WORK ORDER ->
In the listing that follows, print every line exactly and leave the images out.

SUPPLIED DATA ->
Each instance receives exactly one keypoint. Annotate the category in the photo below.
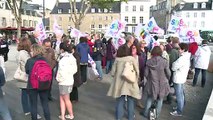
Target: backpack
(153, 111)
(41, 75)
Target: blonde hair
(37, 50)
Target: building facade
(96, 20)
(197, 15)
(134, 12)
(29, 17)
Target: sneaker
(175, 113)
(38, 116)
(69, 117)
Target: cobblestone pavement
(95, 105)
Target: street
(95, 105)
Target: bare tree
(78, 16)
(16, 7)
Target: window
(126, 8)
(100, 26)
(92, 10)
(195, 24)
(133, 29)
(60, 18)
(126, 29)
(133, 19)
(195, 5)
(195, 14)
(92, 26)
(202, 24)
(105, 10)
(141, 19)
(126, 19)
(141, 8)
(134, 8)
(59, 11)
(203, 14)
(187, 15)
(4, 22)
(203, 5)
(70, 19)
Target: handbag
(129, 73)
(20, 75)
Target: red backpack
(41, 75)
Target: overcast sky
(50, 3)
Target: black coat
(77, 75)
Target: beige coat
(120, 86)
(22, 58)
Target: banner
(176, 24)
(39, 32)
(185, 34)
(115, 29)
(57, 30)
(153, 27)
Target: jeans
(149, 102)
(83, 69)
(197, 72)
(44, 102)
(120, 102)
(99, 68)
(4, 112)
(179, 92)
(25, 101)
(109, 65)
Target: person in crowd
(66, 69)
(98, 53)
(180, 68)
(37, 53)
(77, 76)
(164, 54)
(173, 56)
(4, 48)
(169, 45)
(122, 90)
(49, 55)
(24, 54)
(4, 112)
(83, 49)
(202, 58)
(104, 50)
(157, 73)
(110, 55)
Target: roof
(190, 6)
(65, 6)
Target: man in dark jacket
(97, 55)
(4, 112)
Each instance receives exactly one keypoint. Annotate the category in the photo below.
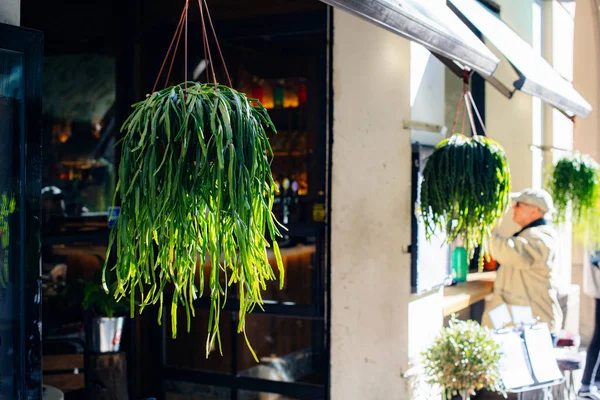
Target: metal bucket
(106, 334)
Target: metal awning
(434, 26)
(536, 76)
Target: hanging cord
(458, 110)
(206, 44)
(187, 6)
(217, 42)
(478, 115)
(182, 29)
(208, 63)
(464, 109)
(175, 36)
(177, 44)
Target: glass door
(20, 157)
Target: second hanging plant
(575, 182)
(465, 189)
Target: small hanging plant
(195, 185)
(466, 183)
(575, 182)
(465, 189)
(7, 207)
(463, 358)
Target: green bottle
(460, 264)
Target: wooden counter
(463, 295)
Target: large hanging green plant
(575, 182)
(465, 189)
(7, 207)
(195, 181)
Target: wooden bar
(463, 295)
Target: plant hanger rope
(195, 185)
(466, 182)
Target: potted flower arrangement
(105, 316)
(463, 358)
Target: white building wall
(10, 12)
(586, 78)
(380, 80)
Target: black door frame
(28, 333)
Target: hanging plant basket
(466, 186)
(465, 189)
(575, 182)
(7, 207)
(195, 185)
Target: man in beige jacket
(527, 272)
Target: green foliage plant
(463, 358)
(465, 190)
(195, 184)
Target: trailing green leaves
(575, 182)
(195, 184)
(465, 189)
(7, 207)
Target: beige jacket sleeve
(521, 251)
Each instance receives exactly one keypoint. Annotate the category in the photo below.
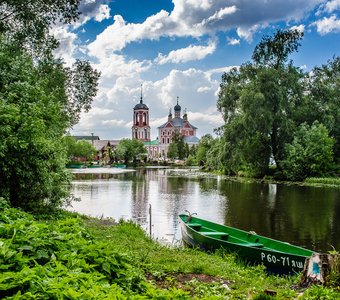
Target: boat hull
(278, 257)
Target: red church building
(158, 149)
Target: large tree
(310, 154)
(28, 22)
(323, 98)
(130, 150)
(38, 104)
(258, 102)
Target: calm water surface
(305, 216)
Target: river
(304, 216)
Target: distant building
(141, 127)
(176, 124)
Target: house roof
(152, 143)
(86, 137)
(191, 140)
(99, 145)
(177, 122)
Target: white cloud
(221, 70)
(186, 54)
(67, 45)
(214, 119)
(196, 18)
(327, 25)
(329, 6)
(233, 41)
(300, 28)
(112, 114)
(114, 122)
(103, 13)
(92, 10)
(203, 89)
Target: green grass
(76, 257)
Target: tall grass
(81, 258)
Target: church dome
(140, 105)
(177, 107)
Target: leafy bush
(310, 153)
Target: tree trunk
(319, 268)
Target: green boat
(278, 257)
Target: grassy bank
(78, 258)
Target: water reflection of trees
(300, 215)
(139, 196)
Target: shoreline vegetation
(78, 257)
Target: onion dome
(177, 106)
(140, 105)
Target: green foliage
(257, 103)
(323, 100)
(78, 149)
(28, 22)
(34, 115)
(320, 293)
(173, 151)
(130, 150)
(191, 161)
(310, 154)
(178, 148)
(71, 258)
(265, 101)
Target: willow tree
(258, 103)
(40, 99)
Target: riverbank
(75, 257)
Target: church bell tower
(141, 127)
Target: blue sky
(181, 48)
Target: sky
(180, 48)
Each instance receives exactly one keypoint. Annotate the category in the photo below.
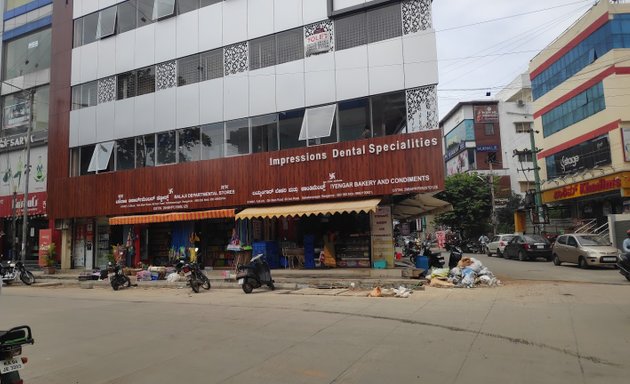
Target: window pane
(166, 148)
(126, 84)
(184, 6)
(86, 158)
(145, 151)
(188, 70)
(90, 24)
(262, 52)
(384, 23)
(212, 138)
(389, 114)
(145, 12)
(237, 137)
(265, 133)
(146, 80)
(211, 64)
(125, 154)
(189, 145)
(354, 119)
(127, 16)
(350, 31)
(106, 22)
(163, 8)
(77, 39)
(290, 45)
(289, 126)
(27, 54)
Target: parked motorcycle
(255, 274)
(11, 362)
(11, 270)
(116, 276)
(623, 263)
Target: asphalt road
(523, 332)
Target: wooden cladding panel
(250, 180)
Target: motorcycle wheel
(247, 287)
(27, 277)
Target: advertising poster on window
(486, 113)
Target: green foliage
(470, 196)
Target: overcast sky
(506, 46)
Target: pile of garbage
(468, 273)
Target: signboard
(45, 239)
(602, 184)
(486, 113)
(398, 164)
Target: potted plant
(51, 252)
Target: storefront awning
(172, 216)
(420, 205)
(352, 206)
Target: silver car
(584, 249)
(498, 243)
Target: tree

COMPLETED EXERCISE ->
Each instance receives exactly one keypoint. Annotate the category in the photo below.
Target: backpack
(153, 111)
(41, 75)
Target: blonde hair
(37, 50)
Target: building facade
(96, 20)
(197, 15)
(134, 12)
(29, 17)
Target: sneaker
(175, 113)
(38, 116)
(69, 117)
Target: cobblestone pavement
(95, 105)
Target: street
(95, 105)
Target: bare tree
(78, 16)
(16, 7)
Target: window
(126, 8)
(100, 26)
(92, 10)
(195, 24)
(133, 29)
(60, 18)
(126, 29)
(133, 19)
(195, 5)
(195, 14)
(92, 26)
(202, 24)
(105, 10)
(141, 19)
(126, 19)
(141, 8)
(134, 8)
(59, 11)
(203, 14)
(187, 15)
(4, 22)
(203, 5)
(70, 19)
Target: handbag
(129, 73)
(20, 75)
Target: red backpack
(41, 75)
Target: overcast sky
(50, 3)
Target: black coat
(77, 75)
Target: beige coat
(120, 86)
(22, 58)
Target: banner
(176, 24)
(39, 32)
(185, 34)
(115, 29)
(57, 30)
(153, 27)
Target: jeans
(149, 102)
(83, 69)
(197, 72)
(44, 102)
(120, 102)
(99, 68)
(4, 112)
(179, 92)
(25, 101)
(109, 65)
Target: person in crowd
(66, 69)
(98, 53)
(180, 68)
(37, 53)
(77, 76)
(164, 54)
(173, 56)
(4, 48)
(169, 45)
(122, 90)
(49, 55)
(24, 54)
(4, 112)
(83, 49)
(202, 58)
(104, 50)
(157, 73)
(110, 55)
Target: roof
(190, 6)
(65, 6)
Target: man in dark jacket
(97, 55)
(4, 112)
Each instance receives exactly one keypoint. Annotate the category in the photo below.
Target: metal bucket
(106, 334)
Target: metal awning
(434, 26)
(536, 76)
Target: hanging cord
(458, 110)
(206, 44)
(187, 6)
(217, 42)
(478, 115)
(182, 29)
(208, 63)
(464, 109)
(175, 36)
(177, 44)
Target: glass door
(20, 157)
Target: second hanging plant
(575, 182)
(465, 189)
Target: small hanging plant
(195, 185)
(466, 183)
(575, 182)
(465, 189)
(7, 207)
(463, 358)
Target: green bottle
(460, 264)
Target: wooden counter
(463, 295)
Target: large hanging green plant
(575, 182)
(465, 189)
(7, 207)
(195, 181)
Target: wooden bar
(463, 295)
Target: plant hanger rope
(195, 185)
(466, 182)
Target: potted flower arrangement
(105, 316)
(463, 358)
Target: white building wall
(10, 12)
(586, 78)
(380, 80)
Target: black door frame
(28, 333)
Target: hanging plant basket
(466, 186)
(465, 189)
(575, 182)
(7, 207)
(195, 185)
Target: man in beige jacket
(527, 272)
Target: green foliage plant
(463, 358)
(465, 190)
(195, 184)
Target: trailing green leaves
(575, 182)
(195, 184)
(465, 189)
(7, 207)
Target: beige jacket sleeve
(521, 251)
Each instance receives exactly one keypoint. Annotate the category in the photo below.
Target: boat hull
(278, 257)
Target: red church building
(158, 149)
Target: large tree
(310, 154)
(28, 22)
(323, 98)
(130, 150)
(38, 104)
(258, 102)
Target: calm water surface
(305, 216)
Target: river
(304, 216)
Target: distant building
(141, 127)
(176, 124)
Target: house roof
(152, 143)
(86, 137)
(191, 140)
(99, 145)
(177, 122)
Target: white cloud
(221, 70)
(186, 54)
(67, 45)
(214, 119)
(196, 18)
(327, 25)
(329, 6)
(233, 41)
(300, 28)
(112, 114)
(114, 122)
(103, 13)
(92, 10)
(203, 89)
Target: green grass
(76, 257)
Target: tall grass
(81, 258)
Target: church dome
(140, 105)
(177, 107)
Target: leafy bush
(310, 153)
Target: tree trunk
(319, 268)
Target: green boat
(278, 257)
Target: grassy bank
(78, 258)
Target: water reflection of trees
(300, 215)
(139, 196)
Target: shoreline vegetation
(78, 257)
Target: onion dome
(177, 106)
(140, 105)
Target: green foliage
(257, 103)
(323, 100)
(78, 149)
(28, 22)
(34, 115)
(320, 293)
(173, 151)
(130, 150)
(191, 161)
(310, 154)
(178, 148)
(71, 258)
(265, 101)
Target: willow tree
(258, 103)
(40, 99)
Target: riverbank
(75, 257)
Target: church bell tower
(141, 127)
Target: blue sky
(181, 48)
Target: sky
(180, 48)
Each instance receives exactly one keypoint. Annotate the category in the photo below.
Target: window pane
(166, 148)
(126, 84)
(184, 6)
(86, 158)
(145, 151)
(188, 70)
(90, 24)
(262, 52)
(384, 23)
(212, 138)
(389, 114)
(145, 12)
(237, 137)
(265, 133)
(146, 80)
(211, 64)
(125, 154)
(189, 145)
(354, 119)
(127, 16)
(350, 31)
(106, 22)
(163, 8)
(77, 39)
(290, 45)
(289, 126)
(27, 54)
Target: parked motorcycle
(255, 274)
(11, 362)
(11, 270)
(116, 276)
(623, 263)
Target: asphalt road
(523, 332)
Target: wooden cladding panel
(250, 180)
Target: motorcycle wheel
(247, 287)
(27, 277)
Target: advertising poster on window
(486, 113)
Target: green foliage
(470, 196)
Target: overcast sky
(506, 46)
Target: pile of garbage
(468, 273)
Target: signboard
(45, 239)
(602, 184)
(486, 113)
(398, 164)
Target: potted plant
(51, 252)
Target: storefront awning
(172, 216)
(420, 205)
(352, 206)
Target: silver car
(584, 249)
(498, 243)
Target: tree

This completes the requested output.